Aim: Extract the complete listing and output it unchanged.

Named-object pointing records
--------------------------------

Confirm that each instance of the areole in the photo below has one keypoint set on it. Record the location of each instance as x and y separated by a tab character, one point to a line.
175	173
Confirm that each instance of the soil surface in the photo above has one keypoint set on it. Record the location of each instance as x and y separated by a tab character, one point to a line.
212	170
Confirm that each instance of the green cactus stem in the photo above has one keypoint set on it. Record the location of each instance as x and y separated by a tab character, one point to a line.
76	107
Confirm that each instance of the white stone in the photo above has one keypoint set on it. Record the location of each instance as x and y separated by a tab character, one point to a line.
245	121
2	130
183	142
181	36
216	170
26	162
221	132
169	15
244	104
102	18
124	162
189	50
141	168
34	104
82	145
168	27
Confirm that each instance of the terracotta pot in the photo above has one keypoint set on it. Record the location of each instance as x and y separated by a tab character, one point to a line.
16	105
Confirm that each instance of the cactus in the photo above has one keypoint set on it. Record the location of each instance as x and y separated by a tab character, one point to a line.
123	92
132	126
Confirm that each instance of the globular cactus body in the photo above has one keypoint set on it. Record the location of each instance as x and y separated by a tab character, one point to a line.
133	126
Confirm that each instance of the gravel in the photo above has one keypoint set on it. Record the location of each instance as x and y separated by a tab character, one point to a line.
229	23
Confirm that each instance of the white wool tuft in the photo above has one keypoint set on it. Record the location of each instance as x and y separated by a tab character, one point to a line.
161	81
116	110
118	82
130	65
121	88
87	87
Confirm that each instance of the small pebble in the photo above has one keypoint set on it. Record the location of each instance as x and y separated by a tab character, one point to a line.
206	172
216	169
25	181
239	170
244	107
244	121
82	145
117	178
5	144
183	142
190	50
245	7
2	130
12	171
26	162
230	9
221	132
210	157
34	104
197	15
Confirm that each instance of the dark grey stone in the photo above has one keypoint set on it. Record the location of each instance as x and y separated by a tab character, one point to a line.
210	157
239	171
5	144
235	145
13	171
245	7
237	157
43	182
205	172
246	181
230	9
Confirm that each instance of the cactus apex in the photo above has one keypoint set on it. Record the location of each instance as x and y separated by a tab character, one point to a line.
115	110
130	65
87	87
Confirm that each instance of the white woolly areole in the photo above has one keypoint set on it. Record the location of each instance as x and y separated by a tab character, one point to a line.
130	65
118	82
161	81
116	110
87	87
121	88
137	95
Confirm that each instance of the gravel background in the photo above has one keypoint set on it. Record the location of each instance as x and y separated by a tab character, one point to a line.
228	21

--------------------------------

Worked solution:
Confirm that each instance of the areole in the photo below has one keypoint set on it. Record the location of each instance as x and y separated by a tab character, one point to a line.
175	173
Confirm that each instance of the soil surface in the photo above has one keypoint set on it. Record the location of each instance as x and y separated by a tab character, one point to a line.
212	170
Confirm that each instance of the green cactus stem in the photo above has one keypoint set on it. Record the location of each instance as x and y separated by a tab character, one point to a line.
76	107
Confirm that each instance of the white stone in the photo above has one keypoint set on it. Record the location of each instance as x and y separated by a tab character, one point to a line.
245	121
2	130
183	142
181	36
216	170
26	162
221	132
169	15
244	104
102	18
124	162
189	50
141	168
34	104
82	145
168	27
Confirm that each instance of the terracotta pot in the photo above has one keypoint set on it. Record the location of each instance as x and y separated by a tab character, one point to a line.
16	105
Confirm that each instance of the cactus in the photo above has one keypoint set on it. Record the location of each instance as x and y separated by a tab character, one point to a line.
123	92
132	126
Confirm that each instance of the globular cactus body in the photo above has one keypoint set on it. Record the location of each instance as x and y separated by a tab character, one point to a line.
133	126
Confirm that each instance of the gravel in the photo above has one keypoint set on it. Record the location of each instance as x and y separated by a tab character, one point to a line.
229	23
Confirm that each instance of the white wool tuft in the photo above has one keypoint set on it. Record the location of each instance as x and y separated by a tab character, one point to a line.
161	81
116	110
118	82
130	65
121	88
87	87
Confirm that each instance of the small pebble in the photo above has one keypoint set on it. Record the location of each instance as x and y separated by a tab character, one point to a line.
206	172
216	169
25	181
239	170
244	107
244	121
82	145
117	178
5	144
183	142
190	50
245	7
2	130
12	171
26	162
230	9
221	132
210	157
34	104
197	15
Confirm that each instance of the dark grey stone in the photo above has one keypoint set on it. Record the location of each instance as x and y separated by a tab character, one point to a line.
210	157
239	171
5	144
235	145
13	171
245	7
237	157
43	182
205	172
246	181
230	9
Confirm that each instance of the cactus apex in the photo above has one keypoint set on it. Record the location of each instance as x and y separated by a tab character, one point to a line.
115	110
130	65
87	87
Confirm that each instance of the white woolly areole in the photo above has one keypoint set on it. Record the location of each instance as x and y separated by a tab character, one point to a line.
130	65
118	82
161	81
116	110
87	87
121	88
137	95
Confirm that each instance of the gravel background in the photo above has one keypoint set on it. Record the location of each instance as x and y separated by a tab character, one point to a line.
228	21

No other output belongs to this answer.